* START Record excerpts *

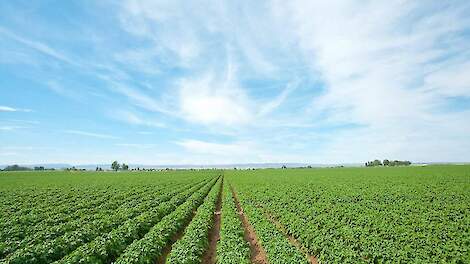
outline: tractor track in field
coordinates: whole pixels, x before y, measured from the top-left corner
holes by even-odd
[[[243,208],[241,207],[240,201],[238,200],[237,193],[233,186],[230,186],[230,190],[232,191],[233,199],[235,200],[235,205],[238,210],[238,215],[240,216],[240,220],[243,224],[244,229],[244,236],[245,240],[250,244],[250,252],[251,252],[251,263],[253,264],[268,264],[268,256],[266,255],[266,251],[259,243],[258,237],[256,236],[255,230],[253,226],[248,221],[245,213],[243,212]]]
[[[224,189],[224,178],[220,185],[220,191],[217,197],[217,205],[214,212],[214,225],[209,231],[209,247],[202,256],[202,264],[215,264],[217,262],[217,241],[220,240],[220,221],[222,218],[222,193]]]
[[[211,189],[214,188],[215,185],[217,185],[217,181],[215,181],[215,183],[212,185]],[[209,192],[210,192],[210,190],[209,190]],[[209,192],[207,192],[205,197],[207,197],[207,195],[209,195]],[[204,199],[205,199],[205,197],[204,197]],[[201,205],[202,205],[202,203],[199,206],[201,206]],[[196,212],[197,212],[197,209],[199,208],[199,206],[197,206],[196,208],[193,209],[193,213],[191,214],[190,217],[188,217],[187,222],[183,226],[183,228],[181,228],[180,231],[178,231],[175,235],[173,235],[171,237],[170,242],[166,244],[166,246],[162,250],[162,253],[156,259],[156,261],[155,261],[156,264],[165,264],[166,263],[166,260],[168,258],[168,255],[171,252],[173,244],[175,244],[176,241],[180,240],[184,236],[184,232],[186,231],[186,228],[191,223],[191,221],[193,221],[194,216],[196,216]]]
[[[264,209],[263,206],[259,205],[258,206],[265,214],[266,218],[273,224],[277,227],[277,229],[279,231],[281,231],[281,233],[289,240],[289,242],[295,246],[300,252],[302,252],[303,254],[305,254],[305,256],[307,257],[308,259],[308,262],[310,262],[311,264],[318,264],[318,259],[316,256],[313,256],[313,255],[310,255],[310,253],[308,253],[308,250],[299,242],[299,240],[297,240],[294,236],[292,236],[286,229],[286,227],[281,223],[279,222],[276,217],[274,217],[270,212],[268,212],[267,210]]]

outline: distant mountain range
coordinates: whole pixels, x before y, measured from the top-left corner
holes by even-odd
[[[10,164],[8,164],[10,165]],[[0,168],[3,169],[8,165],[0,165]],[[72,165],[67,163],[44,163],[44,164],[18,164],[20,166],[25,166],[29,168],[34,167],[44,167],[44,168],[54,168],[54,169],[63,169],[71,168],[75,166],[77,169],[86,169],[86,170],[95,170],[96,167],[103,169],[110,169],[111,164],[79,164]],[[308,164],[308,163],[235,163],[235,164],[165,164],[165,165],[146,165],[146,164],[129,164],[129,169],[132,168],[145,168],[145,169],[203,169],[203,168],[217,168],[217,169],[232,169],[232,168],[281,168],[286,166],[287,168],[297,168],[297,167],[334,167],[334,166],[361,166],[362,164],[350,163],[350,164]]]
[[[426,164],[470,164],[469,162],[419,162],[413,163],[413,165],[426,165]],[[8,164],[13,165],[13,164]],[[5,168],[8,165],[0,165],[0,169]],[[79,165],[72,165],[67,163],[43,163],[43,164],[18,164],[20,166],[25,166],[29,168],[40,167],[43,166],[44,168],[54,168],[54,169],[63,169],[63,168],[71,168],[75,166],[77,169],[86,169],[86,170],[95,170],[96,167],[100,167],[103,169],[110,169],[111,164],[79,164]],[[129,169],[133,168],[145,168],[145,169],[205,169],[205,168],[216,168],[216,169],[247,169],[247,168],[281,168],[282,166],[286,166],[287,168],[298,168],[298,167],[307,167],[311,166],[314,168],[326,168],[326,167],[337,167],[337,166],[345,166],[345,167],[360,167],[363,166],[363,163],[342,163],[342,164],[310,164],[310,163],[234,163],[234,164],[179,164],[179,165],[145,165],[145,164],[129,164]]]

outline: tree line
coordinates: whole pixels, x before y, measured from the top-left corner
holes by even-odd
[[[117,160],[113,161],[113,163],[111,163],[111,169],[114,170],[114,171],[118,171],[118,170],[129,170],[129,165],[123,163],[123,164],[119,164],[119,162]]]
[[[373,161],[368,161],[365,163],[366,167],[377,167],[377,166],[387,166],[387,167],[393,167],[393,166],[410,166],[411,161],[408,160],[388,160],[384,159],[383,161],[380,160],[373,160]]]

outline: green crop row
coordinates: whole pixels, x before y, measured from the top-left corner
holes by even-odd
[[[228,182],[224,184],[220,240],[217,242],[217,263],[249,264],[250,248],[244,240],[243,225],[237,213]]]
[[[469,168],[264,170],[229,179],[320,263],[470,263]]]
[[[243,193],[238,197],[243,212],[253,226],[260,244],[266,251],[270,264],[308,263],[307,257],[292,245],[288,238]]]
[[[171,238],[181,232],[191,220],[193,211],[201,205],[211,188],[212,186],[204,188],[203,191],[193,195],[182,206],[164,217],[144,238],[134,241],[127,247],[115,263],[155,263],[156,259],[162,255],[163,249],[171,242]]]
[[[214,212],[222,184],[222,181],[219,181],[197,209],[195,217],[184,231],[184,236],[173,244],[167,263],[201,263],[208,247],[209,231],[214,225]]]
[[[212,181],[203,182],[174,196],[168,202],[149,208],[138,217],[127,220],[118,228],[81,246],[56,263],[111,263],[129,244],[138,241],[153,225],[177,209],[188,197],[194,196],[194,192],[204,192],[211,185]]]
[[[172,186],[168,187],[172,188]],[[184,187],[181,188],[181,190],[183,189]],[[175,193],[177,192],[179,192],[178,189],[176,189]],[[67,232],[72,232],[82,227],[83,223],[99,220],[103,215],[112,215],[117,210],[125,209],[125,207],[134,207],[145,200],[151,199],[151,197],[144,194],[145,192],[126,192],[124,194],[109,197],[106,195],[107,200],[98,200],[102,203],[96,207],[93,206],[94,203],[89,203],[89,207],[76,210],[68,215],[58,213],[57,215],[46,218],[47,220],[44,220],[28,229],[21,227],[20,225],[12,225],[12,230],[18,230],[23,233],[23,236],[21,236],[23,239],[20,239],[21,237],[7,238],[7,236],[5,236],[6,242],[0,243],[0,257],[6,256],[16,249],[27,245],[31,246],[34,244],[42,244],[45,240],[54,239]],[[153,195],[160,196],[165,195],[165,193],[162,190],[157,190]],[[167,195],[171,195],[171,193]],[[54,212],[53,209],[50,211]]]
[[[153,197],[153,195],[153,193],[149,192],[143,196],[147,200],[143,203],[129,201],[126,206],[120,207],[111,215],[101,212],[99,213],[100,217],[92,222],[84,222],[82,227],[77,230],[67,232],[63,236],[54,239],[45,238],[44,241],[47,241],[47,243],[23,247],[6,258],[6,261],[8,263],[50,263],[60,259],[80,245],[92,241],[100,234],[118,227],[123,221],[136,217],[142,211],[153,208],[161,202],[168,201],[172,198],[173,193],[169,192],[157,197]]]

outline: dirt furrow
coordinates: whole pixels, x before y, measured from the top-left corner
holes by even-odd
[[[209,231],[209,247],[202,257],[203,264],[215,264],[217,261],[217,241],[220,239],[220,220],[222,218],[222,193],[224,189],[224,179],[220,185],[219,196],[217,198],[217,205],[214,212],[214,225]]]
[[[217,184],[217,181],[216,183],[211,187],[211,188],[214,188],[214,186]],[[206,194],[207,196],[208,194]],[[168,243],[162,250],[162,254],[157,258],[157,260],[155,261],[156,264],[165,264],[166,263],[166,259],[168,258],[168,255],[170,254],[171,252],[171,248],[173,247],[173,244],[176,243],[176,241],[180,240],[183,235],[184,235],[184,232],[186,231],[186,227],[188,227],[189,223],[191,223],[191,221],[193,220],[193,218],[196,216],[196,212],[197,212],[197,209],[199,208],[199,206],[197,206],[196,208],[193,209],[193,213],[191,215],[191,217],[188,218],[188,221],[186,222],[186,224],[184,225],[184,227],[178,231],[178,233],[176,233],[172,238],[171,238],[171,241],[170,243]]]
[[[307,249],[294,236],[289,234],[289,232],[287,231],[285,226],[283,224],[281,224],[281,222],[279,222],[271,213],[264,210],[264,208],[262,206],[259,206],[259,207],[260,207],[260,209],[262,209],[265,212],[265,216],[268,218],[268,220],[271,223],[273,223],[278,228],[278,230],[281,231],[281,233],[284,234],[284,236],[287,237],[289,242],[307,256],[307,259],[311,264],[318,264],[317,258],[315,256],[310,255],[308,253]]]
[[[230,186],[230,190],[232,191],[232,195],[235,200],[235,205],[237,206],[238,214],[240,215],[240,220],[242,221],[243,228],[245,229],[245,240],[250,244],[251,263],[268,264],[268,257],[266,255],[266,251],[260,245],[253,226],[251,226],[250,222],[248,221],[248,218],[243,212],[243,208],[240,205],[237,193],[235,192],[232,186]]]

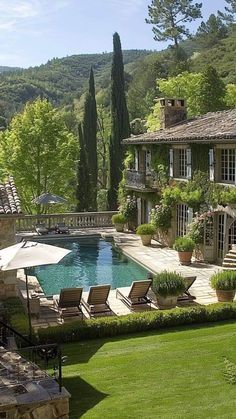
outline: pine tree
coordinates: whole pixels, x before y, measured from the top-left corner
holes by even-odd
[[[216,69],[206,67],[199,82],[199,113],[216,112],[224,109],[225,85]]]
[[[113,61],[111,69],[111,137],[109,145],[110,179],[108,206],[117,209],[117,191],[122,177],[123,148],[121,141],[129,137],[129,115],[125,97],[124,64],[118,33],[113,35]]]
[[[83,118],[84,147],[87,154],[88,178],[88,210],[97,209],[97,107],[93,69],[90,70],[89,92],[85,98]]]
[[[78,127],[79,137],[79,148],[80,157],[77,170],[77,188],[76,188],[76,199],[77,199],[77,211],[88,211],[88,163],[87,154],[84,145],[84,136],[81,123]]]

* END Record excerpts *
* START Record excerpts *

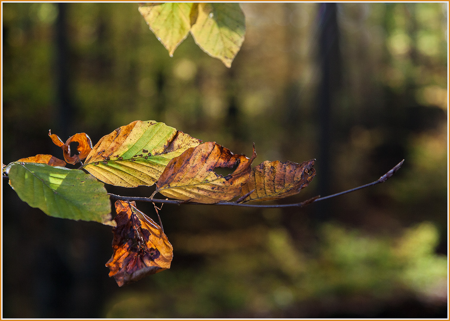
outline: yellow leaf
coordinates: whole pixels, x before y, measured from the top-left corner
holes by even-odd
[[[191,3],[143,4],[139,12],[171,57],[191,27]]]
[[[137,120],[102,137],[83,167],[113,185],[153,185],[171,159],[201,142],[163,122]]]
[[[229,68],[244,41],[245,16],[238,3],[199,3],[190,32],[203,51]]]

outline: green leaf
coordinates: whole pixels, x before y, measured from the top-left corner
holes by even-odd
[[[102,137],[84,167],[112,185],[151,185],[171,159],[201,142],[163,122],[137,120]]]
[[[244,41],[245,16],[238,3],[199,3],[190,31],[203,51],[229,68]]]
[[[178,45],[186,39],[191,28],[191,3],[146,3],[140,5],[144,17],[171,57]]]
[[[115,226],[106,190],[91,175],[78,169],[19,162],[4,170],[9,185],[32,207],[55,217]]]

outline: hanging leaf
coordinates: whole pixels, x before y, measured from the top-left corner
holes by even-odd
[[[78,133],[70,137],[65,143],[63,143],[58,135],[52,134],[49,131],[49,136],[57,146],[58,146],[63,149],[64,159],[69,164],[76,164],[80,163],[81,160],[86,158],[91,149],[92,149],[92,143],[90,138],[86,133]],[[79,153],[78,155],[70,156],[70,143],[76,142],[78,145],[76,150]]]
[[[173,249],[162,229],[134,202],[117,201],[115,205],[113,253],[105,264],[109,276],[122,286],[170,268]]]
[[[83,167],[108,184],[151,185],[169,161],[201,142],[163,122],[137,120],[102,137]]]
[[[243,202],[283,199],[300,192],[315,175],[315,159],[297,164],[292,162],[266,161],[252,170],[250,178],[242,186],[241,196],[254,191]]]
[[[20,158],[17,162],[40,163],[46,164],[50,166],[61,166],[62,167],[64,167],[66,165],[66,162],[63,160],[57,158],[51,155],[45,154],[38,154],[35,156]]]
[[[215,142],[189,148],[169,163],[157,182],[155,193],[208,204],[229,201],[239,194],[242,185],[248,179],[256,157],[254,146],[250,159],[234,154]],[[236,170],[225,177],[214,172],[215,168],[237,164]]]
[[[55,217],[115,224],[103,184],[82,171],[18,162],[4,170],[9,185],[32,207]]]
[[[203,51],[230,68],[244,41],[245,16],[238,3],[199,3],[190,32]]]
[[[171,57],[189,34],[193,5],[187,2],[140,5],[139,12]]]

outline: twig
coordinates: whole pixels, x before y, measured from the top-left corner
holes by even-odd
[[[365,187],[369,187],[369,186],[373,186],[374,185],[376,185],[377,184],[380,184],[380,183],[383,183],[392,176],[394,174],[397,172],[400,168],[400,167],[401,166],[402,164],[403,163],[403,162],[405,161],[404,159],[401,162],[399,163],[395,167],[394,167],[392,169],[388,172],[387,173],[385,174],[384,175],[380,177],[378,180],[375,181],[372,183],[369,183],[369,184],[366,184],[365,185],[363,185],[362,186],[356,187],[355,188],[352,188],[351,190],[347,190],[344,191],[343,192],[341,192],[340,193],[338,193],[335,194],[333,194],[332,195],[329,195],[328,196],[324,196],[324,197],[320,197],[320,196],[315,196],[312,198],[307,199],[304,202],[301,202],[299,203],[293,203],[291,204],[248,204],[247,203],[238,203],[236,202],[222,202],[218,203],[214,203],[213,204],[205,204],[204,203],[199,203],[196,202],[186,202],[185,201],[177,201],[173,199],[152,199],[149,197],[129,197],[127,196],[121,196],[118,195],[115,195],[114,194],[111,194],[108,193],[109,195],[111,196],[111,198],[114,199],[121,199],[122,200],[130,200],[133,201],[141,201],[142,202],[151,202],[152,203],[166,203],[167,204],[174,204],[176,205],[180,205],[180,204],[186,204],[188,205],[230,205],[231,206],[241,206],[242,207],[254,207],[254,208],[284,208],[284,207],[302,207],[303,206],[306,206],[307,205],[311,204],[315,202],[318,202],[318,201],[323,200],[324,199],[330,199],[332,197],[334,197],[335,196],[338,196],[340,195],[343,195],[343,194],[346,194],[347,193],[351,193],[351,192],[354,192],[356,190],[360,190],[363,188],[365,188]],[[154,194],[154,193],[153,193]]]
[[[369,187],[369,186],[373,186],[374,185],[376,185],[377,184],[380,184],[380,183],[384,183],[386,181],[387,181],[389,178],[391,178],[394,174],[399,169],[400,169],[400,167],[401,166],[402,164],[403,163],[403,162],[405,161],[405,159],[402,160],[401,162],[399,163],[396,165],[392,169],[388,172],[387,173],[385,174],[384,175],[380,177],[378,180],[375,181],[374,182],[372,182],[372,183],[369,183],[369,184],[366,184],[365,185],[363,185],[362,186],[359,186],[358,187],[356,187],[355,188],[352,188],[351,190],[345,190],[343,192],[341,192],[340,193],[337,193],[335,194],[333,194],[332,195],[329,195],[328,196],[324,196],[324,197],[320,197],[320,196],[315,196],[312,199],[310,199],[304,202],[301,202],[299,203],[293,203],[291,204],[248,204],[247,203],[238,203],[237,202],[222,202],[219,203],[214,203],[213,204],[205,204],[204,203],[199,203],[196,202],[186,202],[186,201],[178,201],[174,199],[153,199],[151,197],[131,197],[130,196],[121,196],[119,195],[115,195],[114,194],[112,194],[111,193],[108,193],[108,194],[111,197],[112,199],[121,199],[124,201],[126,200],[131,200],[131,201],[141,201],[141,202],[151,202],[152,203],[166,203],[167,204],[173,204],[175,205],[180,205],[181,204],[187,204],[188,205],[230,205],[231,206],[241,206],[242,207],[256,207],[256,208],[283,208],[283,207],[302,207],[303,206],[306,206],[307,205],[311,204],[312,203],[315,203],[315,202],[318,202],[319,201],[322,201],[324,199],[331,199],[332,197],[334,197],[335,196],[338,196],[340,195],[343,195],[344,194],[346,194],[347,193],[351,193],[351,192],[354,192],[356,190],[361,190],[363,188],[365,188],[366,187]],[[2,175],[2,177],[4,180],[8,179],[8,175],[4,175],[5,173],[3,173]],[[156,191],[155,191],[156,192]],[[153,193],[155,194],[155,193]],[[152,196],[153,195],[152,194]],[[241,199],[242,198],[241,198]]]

* END Record excerpts *
* START Record excerpts *

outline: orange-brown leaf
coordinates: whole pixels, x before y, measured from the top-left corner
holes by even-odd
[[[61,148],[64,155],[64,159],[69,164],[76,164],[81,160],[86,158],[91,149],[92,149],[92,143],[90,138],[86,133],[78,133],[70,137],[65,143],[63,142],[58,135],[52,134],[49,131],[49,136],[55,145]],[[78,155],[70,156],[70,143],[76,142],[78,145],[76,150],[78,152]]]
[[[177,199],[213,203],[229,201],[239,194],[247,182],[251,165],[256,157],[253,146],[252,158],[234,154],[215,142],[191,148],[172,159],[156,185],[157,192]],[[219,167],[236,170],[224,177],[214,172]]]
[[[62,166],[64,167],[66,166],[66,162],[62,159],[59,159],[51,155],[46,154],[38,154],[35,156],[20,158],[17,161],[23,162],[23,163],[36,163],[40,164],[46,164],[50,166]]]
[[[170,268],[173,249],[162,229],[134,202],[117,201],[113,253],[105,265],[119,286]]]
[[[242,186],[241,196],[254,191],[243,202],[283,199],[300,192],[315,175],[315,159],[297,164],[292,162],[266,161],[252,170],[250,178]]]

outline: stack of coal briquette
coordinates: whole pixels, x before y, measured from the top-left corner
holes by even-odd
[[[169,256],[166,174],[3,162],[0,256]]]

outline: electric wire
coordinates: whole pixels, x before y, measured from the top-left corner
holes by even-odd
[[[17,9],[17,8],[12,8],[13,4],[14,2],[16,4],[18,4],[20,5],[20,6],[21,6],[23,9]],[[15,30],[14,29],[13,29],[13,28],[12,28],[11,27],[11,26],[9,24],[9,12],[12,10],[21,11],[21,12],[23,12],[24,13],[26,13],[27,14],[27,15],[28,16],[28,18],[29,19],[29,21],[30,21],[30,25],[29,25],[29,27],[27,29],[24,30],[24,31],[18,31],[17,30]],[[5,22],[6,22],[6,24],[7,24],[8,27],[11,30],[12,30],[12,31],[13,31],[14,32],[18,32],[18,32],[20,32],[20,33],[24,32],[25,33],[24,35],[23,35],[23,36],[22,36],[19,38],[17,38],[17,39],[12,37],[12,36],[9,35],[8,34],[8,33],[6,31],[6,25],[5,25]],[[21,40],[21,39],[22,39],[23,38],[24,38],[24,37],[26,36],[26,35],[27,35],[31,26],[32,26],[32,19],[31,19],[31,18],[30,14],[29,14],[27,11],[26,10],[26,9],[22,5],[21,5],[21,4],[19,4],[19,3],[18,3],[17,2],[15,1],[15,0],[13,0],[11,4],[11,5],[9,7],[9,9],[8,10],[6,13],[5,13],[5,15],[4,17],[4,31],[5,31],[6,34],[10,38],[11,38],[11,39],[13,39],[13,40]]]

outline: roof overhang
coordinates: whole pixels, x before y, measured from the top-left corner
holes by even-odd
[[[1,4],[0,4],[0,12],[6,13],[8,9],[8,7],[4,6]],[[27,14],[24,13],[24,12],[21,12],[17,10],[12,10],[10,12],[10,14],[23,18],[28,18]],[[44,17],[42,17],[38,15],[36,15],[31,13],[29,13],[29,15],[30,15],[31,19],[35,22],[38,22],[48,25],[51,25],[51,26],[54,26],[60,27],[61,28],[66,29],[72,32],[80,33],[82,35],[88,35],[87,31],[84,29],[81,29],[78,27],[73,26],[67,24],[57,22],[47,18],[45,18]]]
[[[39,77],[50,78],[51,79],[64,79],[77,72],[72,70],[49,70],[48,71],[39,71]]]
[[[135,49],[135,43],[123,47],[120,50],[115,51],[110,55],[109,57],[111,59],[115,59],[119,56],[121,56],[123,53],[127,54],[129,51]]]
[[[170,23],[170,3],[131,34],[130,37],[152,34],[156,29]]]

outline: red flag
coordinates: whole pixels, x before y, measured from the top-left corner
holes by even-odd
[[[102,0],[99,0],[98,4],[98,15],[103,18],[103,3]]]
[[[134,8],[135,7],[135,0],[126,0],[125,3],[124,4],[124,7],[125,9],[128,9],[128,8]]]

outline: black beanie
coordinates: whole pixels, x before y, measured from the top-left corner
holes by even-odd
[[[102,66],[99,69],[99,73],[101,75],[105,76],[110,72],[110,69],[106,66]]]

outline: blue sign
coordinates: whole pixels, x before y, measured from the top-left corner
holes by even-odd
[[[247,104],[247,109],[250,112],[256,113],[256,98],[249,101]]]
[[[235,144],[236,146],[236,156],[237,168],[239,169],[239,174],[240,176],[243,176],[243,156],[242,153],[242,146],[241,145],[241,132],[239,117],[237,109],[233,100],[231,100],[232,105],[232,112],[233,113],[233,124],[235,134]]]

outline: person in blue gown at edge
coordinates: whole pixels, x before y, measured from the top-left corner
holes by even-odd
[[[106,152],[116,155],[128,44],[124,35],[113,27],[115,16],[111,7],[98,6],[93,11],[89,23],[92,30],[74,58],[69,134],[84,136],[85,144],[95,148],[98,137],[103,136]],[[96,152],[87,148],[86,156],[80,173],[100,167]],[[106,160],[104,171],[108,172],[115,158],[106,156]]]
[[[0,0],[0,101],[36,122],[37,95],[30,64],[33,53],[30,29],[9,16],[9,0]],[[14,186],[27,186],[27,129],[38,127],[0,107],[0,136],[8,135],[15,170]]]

* END Record excerpts *

Work to do => How many lines in the rows above contain the word "tree"? Reply with the number alone.

Answer to the exercise => 2